#### Document text

As a professor and therapist, I see many people come through the door who struggle with a variety of feelings they identify as problematic to their lives: depression, anxiety, mania, suicidal thoughts, panic, grief, anger (and so on). We are taught, as therapists, to see the cycles of mood as an inherent problem—something indicative of a “mood disorder,” something to keep high alert about, to monitor, to control, to consider medicating. While I do not deny the existence of some cyclic mood disorders—where people experience “episodes” of severe negative feelings or intense anxiety that cause notable distress—it does seem problematic, both within and outside of therapy, that people so often consider cycles detrimental.

########

Reproduce the passage on mood cycles word for word from "As a professor" to "consider cycles detrimental.". The items have nothing to do with the passage on mood cycles.

#### Information given

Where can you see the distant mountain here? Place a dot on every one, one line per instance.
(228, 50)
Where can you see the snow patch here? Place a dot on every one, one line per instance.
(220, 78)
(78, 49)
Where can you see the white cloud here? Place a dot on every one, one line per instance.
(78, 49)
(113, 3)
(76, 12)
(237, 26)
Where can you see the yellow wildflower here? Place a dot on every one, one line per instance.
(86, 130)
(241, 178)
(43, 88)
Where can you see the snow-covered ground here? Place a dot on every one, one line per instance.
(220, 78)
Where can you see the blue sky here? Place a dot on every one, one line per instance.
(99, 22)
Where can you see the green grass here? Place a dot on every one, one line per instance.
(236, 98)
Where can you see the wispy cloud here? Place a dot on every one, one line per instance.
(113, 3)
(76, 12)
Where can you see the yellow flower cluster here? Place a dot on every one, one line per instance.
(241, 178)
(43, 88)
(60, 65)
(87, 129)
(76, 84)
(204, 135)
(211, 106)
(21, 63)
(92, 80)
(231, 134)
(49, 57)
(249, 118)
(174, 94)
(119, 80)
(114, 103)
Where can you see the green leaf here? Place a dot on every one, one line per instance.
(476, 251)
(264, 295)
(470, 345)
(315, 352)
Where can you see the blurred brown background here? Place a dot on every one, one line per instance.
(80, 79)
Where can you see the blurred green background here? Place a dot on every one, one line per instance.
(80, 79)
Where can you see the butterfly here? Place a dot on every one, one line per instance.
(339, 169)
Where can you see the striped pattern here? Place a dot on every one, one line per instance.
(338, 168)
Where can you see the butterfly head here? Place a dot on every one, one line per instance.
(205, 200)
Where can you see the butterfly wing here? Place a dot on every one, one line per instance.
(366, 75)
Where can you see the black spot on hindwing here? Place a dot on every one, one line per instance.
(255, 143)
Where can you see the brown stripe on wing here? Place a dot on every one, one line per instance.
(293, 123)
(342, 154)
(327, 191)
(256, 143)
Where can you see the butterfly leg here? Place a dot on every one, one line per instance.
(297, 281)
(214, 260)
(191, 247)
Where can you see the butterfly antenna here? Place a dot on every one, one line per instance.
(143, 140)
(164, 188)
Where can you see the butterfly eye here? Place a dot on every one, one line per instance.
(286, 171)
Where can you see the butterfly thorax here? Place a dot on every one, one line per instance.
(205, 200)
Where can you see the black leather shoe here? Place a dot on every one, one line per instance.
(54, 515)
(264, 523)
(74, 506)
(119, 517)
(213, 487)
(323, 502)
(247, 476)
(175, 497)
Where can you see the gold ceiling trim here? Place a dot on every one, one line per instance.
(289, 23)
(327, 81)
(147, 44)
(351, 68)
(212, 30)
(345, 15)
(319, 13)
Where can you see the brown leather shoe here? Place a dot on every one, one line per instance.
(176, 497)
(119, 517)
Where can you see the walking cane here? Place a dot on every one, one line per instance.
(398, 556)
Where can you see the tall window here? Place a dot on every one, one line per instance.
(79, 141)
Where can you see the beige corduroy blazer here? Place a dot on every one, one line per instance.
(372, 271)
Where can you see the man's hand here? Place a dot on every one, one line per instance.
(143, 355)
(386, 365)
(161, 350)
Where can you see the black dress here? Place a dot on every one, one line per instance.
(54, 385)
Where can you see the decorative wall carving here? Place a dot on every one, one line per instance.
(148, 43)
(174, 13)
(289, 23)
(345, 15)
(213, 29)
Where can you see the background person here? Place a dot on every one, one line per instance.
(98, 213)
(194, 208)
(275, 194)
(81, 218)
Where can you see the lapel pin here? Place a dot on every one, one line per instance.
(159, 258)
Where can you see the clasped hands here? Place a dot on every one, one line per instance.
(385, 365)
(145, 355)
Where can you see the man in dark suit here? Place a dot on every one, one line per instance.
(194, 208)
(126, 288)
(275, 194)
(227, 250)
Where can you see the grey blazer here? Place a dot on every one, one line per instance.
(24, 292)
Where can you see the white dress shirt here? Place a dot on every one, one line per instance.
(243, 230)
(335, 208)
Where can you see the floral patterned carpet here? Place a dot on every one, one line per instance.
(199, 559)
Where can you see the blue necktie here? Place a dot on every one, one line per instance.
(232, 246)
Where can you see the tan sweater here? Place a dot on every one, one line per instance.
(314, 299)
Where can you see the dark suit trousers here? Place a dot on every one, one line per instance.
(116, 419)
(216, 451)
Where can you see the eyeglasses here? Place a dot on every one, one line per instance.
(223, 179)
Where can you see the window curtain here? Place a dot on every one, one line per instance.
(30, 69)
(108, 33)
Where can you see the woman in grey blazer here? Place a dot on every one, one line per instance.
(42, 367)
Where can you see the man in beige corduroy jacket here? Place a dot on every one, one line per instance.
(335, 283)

########

• Answer below:
As a professor and therapist, I see many people come through the door who struggle with a variety of feelings they identify as problematic to their lives: depression, anxiety, mania, suicidal thoughts, panic, grief, anger (and so on). We are taught, as therapists, to see the cycles of mood as an inherent problem—something indicative of a “mood disorder,” something to keep high alert about, to monitor, to control, to consider medicating. While I do not deny the existence of some cyclic mood disorders—where people experience “episodes” of severe negative feelings or intense anxiety that cause notable distress—it does seem problematic, both within and outside of therapy, that people so often consider cycles detrimental.